Stored entries
━━━━━━━━━━

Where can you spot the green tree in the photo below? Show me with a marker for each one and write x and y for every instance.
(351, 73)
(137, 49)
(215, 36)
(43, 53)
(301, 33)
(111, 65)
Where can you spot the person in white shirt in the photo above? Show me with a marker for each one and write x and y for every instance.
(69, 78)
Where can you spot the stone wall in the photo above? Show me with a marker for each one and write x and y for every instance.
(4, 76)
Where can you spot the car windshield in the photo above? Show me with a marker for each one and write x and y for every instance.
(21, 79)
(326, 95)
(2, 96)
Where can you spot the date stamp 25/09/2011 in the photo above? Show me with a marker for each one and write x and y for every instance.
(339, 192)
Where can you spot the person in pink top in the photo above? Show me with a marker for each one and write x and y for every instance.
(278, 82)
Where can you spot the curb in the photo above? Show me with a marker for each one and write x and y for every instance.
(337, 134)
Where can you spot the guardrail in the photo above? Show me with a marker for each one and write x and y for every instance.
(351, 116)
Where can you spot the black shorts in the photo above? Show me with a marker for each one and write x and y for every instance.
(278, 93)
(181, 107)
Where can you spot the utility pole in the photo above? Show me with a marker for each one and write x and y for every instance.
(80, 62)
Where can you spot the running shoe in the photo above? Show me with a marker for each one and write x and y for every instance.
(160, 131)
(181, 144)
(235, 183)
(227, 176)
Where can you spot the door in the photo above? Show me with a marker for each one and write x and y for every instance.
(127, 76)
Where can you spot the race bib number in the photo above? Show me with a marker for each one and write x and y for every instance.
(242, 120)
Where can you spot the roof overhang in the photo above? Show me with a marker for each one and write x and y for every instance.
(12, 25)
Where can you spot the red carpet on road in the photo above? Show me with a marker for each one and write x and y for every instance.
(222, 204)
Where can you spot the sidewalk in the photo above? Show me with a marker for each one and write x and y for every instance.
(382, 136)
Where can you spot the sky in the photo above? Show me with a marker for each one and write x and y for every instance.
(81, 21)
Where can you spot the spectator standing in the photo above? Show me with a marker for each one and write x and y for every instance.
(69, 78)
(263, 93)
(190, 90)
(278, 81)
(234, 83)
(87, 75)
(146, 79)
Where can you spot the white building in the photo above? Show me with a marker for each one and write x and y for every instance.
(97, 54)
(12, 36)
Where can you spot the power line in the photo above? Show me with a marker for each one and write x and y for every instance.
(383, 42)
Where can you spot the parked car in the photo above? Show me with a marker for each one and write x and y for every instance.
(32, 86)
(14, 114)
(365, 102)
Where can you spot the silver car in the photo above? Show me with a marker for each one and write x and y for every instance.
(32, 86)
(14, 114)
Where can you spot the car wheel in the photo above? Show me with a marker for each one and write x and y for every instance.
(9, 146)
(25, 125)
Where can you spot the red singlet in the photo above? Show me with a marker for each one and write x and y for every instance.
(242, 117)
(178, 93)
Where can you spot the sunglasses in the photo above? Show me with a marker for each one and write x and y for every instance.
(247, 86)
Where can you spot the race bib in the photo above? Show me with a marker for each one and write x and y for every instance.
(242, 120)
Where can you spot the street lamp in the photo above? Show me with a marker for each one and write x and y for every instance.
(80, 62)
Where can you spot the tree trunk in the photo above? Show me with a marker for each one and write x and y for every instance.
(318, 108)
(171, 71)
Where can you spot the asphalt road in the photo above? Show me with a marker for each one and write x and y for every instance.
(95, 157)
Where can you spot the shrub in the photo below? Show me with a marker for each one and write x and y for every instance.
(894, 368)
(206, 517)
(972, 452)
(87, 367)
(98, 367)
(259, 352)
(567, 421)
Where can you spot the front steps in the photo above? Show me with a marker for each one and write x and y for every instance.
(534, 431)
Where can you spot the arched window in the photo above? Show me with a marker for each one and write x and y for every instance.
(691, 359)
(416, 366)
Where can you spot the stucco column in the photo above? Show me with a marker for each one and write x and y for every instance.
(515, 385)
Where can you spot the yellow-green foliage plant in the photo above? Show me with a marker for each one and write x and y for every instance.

━━━━━━━━━━

§ **Task prompt**
Repeat every record above exactly as it appears.

§ **Exercise solution**
Where can you spot the green tree in the photo below? Show me with a marker for each one and write x and y for every instance.
(351, 73)
(137, 49)
(215, 36)
(43, 53)
(301, 33)
(111, 65)
Where can you spot the person in white shirt in the photo above? Show me with a marker for each one and write x and y for every instance.
(69, 78)
Where can you spot the stone wall in the photo above? Show me with a marker for each one and write x and y for every instance.
(4, 76)
Where can you spot the car windshield in the photo above? Show me with a marker for each one and write x and y for every instance.
(21, 79)
(326, 95)
(2, 96)
Where can you spot the date stamp 25/09/2011 in the photo above? Show me with a marker for each one and write x and y for every instance.
(339, 192)
Where can you spot the person in pink top in the photo above? Show me with a marker for each one and write x and y for every instance.
(278, 82)
Where can you spot the curb in the photo above? Show me with a marker for each one and write x and y for every instance.
(337, 134)
Where can you spot the guardrail in the photo above? Show me with a marker for each one and write x and y for every instance.
(351, 116)
Where can you spot the black shorts in the photo above? Show me with a marker for each one and write x and y for every instance.
(278, 93)
(181, 107)
Where can you spot the utility pole in the photo above? Show me with a marker for each one and write x and y for every instance.
(80, 62)
Where can you spot the running shoe in the photo above? Show me with a marker for each one and write x and y for every instance.
(160, 131)
(181, 144)
(235, 183)
(227, 176)
Where can you spot the door in the photo above? Show me with a marker for each one and write x and y for every instance.
(127, 76)
Where can you spot the race bib number in the photo above? Show me with a marker for each one and write x and y for every instance.
(242, 120)
Where can you spot the roof overhang in the photo above? Show me with a marker for each one and write x and y for every instance.
(12, 25)
Where can you spot the red carpet on road in the photo above? Show me with a marker for each one and write x and y for every instance.
(222, 204)
Where can you spot the sidewalk in the photo above? Show me with a marker for each one and write x and y for every instance.
(382, 136)
Where can you spot the sky in the photo above? Show me with a marker for each one and write x and y for every instance.
(81, 21)
Where can you spot the spectator standing in the photo above? Show me with a marker for each one and write x and y for every instance.
(69, 78)
(263, 93)
(190, 90)
(278, 81)
(234, 83)
(87, 75)
(146, 79)
Where can you spot the white building in the photo above? Show me with a marker for each one and write x and y for every instance.
(97, 54)
(12, 36)
Where can you spot the power line in the photo above? Show me with a marker for each one and write x and y for every instance.
(383, 42)
Where can you spot the parked car in the photo above? Show me with a marker for each one and write x and y for every instance.
(32, 86)
(14, 114)
(365, 102)
Where can you spot the silver car in the photo above? Show me with a marker for each one and write x and y for every instance.
(32, 86)
(14, 114)
Where can you spot the car wheel in the photo above? Show me with a marker for each one and write x and y for every instance.
(9, 146)
(25, 125)
Where can you spot the red singlet in the photo above? Show me with a marker for each one and write x and y for every instance.
(242, 117)
(178, 93)
Where can you spot the sunglasses in the photo above? Show me with a marker for each one and write x and y for every instance.
(247, 86)
Where can you spot the race bib in the photo above? Show me with a marker for each one and write x and y for every instance.
(242, 120)
Where can you spot the street lamp in the photo above? Show me with a marker for each one and write x and y for every instance.
(80, 62)
Where can you spot the tree trunk in the photo above? Show me with a marker for each one and write x and y for every instance.
(318, 108)
(171, 71)
Where can you spot the asphalt road in the photo above? Show me with a marker for each one and write x and y for every instance.
(95, 157)
Where can you spot the shrub in the photo below? Show me with a marker for each one and write x and y for every instance.
(894, 368)
(206, 517)
(972, 452)
(87, 367)
(98, 367)
(259, 352)
(567, 421)
Where can you spot the front steps in the photo above? Show me with a marker for each one and write x and y for every instance.
(534, 431)
Where can you spot the arched window in the photo above? Show me with a marker for each one and write x and y for every instance.
(691, 359)
(416, 366)
Where can you spot the stucco column in the photo above? Show me with a marker for each one and write x and y for every instance.
(515, 385)
Where can you spot the yellow-green foliage plant in the photo above? Show me with a marker for each one and write x and y for every instance.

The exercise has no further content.